• [Records for the exercise]
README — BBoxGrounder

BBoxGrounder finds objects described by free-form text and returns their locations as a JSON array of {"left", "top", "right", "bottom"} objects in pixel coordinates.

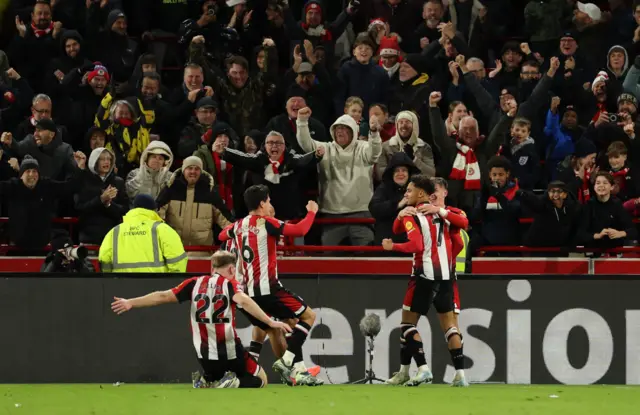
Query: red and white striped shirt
[
  {"left": 218, "top": 212, "right": 315, "bottom": 297},
  {"left": 393, "top": 204, "right": 468, "bottom": 280},
  {"left": 171, "top": 274, "right": 242, "bottom": 360}
]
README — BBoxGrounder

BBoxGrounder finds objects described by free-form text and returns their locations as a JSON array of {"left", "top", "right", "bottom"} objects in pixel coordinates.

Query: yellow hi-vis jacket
[
  {"left": 98, "top": 208, "right": 187, "bottom": 272},
  {"left": 456, "top": 229, "right": 469, "bottom": 274}
]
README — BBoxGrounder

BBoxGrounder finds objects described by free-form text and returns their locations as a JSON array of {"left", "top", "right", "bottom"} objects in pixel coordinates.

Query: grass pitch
[{"left": 0, "top": 384, "right": 640, "bottom": 415}]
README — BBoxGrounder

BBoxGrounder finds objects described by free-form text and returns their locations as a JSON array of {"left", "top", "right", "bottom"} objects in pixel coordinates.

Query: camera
[{"left": 63, "top": 245, "right": 89, "bottom": 260}]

• [Aim] Convert all the records above into a JSON list of strings, one string per line, with blank lines dropped. Leave the pictures out.

• [Answer to the task]
[
  "README — BBoxGrounder",
  "BBoxGrounder finds objects described by free-form text and returns their locations as a JSON array of {\"left\", \"top\", \"right\", \"bottom\"} objects in pixel coordinates.",
  "Query: red and white striped shirt",
  "[",
  "  {\"left\": 218, \"top\": 212, \"right\": 315, \"bottom\": 297},",
  "  {\"left\": 393, \"top\": 204, \"right\": 468, \"bottom\": 280},",
  "  {\"left\": 171, \"top\": 274, \"right\": 242, \"bottom\": 360}",
  "]",
  "README — BBoxGrounder",
  "BBoxGrounder finds objects described by free-form text and returns their locations as a JSON array of {\"left\", \"top\", \"right\", \"bottom\"} objects in pixel coordinates.",
  "Query: yellow hi-vis jacket",
  "[",
  "  {\"left\": 98, \"top\": 208, \"right\": 187, \"bottom\": 272},",
  "  {\"left\": 456, \"top\": 229, \"right\": 469, \"bottom\": 274}",
  "]",
  "README — BBoxGrounder",
  "BBoxGrounder finds objects described by free-form text and returns their locations as a JSON array of {\"left\", \"top\", \"right\", \"bottom\"} objects in pixel coordinates.",
  "Query: grass pitch",
  "[{\"left\": 0, \"top\": 384, \"right\": 640, \"bottom\": 415}]",
  "README — BBoxGrounder",
  "BBoxGrounder finds objects described by free-form text and returns their locations as a JSON array of {\"left\", \"top\", \"right\", \"bottom\"} objects in pixel coordinates.",
  "Query: camera",
  "[{\"left\": 63, \"top\": 245, \"right\": 89, \"bottom\": 260}]"
]